▶ _PROBLEM TO WORK ON_: Every record below should be printed exactly as given.

Items listed in a dataset

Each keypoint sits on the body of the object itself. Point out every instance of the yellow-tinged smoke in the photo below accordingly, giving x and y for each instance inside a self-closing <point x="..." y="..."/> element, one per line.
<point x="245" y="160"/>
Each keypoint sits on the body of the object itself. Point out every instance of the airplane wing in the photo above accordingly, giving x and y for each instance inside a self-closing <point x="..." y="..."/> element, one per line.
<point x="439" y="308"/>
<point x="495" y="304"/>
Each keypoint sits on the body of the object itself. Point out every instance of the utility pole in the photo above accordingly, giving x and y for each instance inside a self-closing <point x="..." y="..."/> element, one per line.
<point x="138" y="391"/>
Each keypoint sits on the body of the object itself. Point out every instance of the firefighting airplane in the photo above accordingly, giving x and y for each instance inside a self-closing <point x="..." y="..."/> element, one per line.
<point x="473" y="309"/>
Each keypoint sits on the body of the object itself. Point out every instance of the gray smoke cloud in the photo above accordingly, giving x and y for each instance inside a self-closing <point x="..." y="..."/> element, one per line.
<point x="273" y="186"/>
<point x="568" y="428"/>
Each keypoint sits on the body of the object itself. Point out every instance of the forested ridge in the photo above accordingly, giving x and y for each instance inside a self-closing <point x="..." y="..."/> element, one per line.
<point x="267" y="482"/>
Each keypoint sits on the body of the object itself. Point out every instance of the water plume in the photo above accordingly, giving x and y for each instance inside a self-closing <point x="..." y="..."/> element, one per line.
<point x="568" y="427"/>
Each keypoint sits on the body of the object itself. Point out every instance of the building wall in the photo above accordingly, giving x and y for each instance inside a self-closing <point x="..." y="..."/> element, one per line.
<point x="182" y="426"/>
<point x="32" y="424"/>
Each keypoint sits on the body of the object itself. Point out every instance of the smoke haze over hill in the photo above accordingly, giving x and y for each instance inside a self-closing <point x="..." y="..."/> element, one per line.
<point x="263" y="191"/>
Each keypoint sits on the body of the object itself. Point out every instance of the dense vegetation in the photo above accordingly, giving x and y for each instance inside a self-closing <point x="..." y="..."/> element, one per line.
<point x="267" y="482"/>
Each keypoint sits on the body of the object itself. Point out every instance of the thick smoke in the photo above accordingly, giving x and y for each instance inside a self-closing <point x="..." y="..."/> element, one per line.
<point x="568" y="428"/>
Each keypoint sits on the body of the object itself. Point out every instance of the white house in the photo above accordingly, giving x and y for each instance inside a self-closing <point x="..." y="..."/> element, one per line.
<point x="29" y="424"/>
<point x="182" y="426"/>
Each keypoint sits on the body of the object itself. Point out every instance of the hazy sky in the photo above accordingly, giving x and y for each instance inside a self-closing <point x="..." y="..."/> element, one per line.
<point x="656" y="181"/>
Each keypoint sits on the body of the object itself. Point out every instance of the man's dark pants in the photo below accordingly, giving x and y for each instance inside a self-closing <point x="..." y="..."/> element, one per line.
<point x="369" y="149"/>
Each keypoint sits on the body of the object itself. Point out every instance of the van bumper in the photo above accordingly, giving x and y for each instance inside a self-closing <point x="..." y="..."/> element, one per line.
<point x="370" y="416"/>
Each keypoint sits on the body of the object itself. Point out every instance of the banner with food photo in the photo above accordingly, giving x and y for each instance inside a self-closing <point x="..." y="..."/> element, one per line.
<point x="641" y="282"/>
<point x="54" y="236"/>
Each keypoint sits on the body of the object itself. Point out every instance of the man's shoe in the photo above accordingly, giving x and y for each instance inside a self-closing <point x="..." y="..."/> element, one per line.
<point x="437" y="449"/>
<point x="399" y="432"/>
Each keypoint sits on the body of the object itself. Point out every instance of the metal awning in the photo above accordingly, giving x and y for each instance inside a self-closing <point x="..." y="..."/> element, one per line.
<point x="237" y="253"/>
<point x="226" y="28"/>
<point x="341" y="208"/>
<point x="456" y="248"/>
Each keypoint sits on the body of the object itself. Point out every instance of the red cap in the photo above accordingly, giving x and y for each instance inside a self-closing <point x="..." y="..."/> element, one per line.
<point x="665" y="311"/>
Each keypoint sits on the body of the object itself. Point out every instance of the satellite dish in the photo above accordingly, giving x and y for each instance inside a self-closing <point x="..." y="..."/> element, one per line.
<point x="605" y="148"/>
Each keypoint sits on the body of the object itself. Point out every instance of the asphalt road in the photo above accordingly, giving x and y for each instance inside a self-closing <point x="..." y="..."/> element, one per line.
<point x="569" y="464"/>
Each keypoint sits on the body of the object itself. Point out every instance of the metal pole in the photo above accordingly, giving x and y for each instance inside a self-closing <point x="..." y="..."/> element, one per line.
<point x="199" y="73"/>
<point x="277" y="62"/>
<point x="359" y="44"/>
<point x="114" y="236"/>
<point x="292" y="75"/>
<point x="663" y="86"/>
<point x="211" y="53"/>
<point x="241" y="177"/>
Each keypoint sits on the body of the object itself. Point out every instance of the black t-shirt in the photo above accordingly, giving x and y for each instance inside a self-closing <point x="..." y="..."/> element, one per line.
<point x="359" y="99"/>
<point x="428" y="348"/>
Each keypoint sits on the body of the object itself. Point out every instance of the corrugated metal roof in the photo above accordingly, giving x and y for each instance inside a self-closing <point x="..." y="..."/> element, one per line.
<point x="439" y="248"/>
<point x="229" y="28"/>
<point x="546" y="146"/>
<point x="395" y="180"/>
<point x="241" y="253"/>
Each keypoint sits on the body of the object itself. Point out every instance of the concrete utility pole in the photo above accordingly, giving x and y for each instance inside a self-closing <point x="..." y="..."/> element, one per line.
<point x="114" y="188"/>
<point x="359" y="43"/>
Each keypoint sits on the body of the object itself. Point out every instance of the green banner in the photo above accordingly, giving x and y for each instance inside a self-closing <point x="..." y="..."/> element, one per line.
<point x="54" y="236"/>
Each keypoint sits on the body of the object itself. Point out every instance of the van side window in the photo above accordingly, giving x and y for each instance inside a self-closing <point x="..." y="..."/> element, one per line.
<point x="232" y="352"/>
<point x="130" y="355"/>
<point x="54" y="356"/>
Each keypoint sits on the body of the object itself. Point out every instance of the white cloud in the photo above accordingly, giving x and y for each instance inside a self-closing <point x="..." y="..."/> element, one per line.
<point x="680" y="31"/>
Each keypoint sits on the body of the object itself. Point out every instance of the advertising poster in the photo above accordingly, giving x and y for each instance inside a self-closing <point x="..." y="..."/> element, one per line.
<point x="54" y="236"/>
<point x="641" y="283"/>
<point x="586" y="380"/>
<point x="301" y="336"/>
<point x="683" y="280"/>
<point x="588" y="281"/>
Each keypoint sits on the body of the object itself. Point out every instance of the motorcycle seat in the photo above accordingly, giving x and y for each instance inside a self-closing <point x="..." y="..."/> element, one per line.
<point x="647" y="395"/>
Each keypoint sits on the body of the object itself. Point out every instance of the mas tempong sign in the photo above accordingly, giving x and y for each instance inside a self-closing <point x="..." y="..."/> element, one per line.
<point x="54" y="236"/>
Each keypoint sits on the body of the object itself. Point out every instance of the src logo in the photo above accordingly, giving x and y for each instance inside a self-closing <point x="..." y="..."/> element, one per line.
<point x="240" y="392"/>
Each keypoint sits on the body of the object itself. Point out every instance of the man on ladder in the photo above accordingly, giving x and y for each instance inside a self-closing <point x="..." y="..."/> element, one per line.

▶ _RESPONSE AREA_:
Each keypoint sits on the body of the object itself. Point out every instance of the yellow-tinged smoke in the photo below accordingly, giving x and y for each instance inside a self-closing <point x="..." y="..."/> element, one per line.
<point x="245" y="160"/>
Each keypoint sits on the body of the object itself. Point out every instance of the airplane wing in the photo above accordingly, giving x and y for each instance inside a self-closing <point x="..." y="..."/> element, one per line.
<point x="439" y="308"/>
<point x="495" y="304"/>
Each keypoint sits on the body of the object itself. Point out every instance of the utility pole in the photo above accordingly, giving x and y for each instance inside a self-closing <point x="..." y="..."/> element, one per line.
<point x="138" y="391"/>
Each keypoint sits on the body of the object itself. Point out every instance of the firefighting airplane in the photo above accordingly, giving x and y for each instance inside a self-closing <point x="..." y="..."/> element, one per line.
<point x="473" y="309"/>
Each keypoint sits on the body of the object itself. Point out every instance of the gray smoke cloud in the photo above accordingly, giving x and y for each instance inside a self-closing <point x="..." y="..."/> element, one per line.
<point x="273" y="186"/>
<point x="568" y="428"/>
Each keypoint sits on the body of the object itself. Point out every instance of the forested ridge in the photo above accordingly, giving x and y for each instance inside a self-closing <point x="..." y="..."/> element, one per line.
<point x="267" y="482"/>
Each keypoint sits on the body of the object itself. Point out every instance of the water plume in the photo above accordingly, giving x and y for each instance inside a self-closing <point x="..." y="..."/> element, one per line.
<point x="568" y="427"/>
Each keypoint sits on the body of the object itself. Point out every instance of the building wall in the photo above accordingly, giving x and y for each instance inside a self-closing <point x="..." y="..."/> element, one per line.
<point x="182" y="426"/>
<point x="32" y="424"/>
Each keypoint sits on the body of the object itself. Point out every instance of the smoke haze over hill in the photo above accordingly, giving x and y for each instance inside a self-closing <point x="..." y="..."/> element, one per line.
<point x="263" y="191"/>
Each keypoint sits on the body of the object itself. Point out every instance of the dense vegetation in the photo above accordingly, giving x and y for each instance inside a self-closing <point x="..." y="..."/> element, one per line.
<point x="267" y="482"/>
Each keypoint sits on the body of the object itself. Point out every instance of the thick smoke in the photo above accordingly, giving x and y for each instance inside a self-closing <point x="..." y="..."/> element, one per line.
<point x="568" y="428"/>
Each keypoint sits on the body of the object itself. Point out every instance of the white house in the photo above accordingly, giving x and y for each instance inside a self-closing <point x="..." y="..."/> element, one per line.
<point x="29" y="424"/>
<point x="182" y="426"/>
Each keypoint sits on the body of the object itself. Point out every instance of the hazy sky in the photo above accordingly, giving x and y for each instance inside a self-closing <point x="..." y="..."/> element, one per line.
<point x="656" y="181"/>
Each keypoint sits on the body of the object itself. Point out every instance of the man's dark pants in the photo below accordingly, giving x and y for each instance inside a self-closing <point x="..." y="..."/> element, one per line.
<point x="369" y="149"/>
Each keypoint sits on the body of the object itself. Point out every instance of the van bumper in the photo above accordingly, giving x and y for each instance inside a self-closing <point x="..." y="..."/> element, one per line.
<point x="370" y="416"/>
Each keypoint sits on the body of the object itself. Point out every instance of the banner with food photo in the photo above accordingly, giving x and y for each instance inside a self-closing <point x="..." y="..."/> element, one per line.
<point x="641" y="282"/>
<point x="54" y="236"/>
Each keypoint sits on the body of the object itself. Point out every instance of the man's shoe in the photo above accordingly, giving x and y for each instance inside a self-closing <point x="..." y="..."/> element, one per line.
<point x="437" y="449"/>
<point x="399" y="432"/>
Each keypoint sits on the body of the object itself. Point out every instance of the metal awning in the photo above accordingly, giving x and y for each instance inside a self-closing <point x="..." y="..."/> element, one per line.
<point x="237" y="253"/>
<point x="226" y="28"/>
<point x="341" y="208"/>
<point x="456" y="248"/>
Each keypoint sits on the body of the object itself. Point out every instance of the red cap in the photo above accordingly, giving x and y for each instance inside a self-closing <point x="..." y="..."/> element, one per line.
<point x="665" y="311"/>
Each keypoint sits on the body of the object itself. Point out every instance of the satellite dish in the photo above accordingly, giving x and y for each instance inside a self-closing <point x="..." y="..."/> element, one per line.
<point x="605" y="148"/>
Each keypoint sits on the body of the object itself. Point out every instance of the asphalt road in the photo above accordingly, giving x and y for each instance inside a self-closing <point x="..." y="..."/> element, one per line.
<point x="569" y="464"/>
Each keypoint sits on the body of the object itself. Point out every instance of the metal pole in the photo above accordingly, giving x and y for each instance inside a self-closing <point x="..." y="..."/> element, one per line.
<point x="199" y="73"/>
<point x="277" y="62"/>
<point x="359" y="44"/>
<point x="114" y="236"/>
<point x="292" y="75"/>
<point x="663" y="86"/>
<point x="211" y="53"/>
<point x="241" y="177"/>
Each keypoint sits on the body of the object itself. Point out every instance of the black t-shirt in the photo above accordingly, giving x and y for each instance inside a self-closing <point x="..." y="..."/> element, one per line.
<point x="359" y="99"/>
<point x="428" y="348"/>
Each keypoint sits on the body of the object itself. Point out every instance of the corrugated metal roof in the photo above accordingly, giving x and y for each instance inside a self-closing <point x="..." y="..."/> element, one per line.
<point x="439" y="248"/>
<point x="229" y="28"/>
<point x="546" y="146"/>
<point x="395" y="180"/>
<point x="241" y="253"/>
Each keypoint sits on the body of the object itself. Point out every instance of the concrete utility pole in the photo above accordingly, giving x and y for each instance inside a self-closing <point x="..." y="..."/> element, one per line.
<point x="114" y="188"/>
<point x="359" y="43"/>
Each keypoint sits on the body of the object itself. Point out every instance of the green banner in the photo above accordingly, giving x and y for each instance inside a self-closing <point x="..." y="..."/> element, one per line.
<point x="54" y="236"/>
Each keypoint sits on the body of the object itself. Point out every instance of the van side window in the photo above accordingly, giving x and y for each instance inside a self-closing <point x="..." y="..."/> element, one per line.
<point x="232" y="352"/>
<point x="130" y="355"/>
<point x="54" y="356"/>
Each keypoint sits on the body of the object itself. Point out every instance of the white cloud in the photo above accordingly, giving x and y for each instance inside a self-closing <point x="..." y="..."/> element, one per line.
<point x="680" y="31"/>
Each keypoint sits on the body of the object itself. Point out every instance of the advertising poster in the photo above accordingly, giving x and y for each instance inside a self-closing <point x="..." y="..."/> element, one per line.
<point x="54" y="236"/>
<point x="641" y="283"/>
<point x="586" y="380"/>
<point x="301" y="336"/>
<point x="683" y="280"/>
<point x="588" y="281"/>
Each keypoint sits on the body of the object itself. Point out every instance of the motorcycle seat in the photo above accordingly, giving x and y for each instance inside a self-closing <point x="..." y="..."/> element, one per line.
<point x="647" y="395"/>
Each keypoint sits on the body of the object itself. Point out every instance of the mas tempong sign in the photo above accordingly, giving x and y for each instance inside a self-closing <point x="..." y="..."/> element, one per line.
<point x="54" y="236"/>
Each keypoint sits on the body of the object itself. Point out every instance of the src logo in the photo above accordingly, giving x and y for each instance inside a self-closing <point x="..." y="..."/> element, one per line.
<point x="240" y="392"/>
Each keypoint sits on the body of the object itself. Point out every instance of the man on ladder in the photo above accordingly, giving x and y for each instance inside a self-closing <point x="..." y="..."/> element, one per line.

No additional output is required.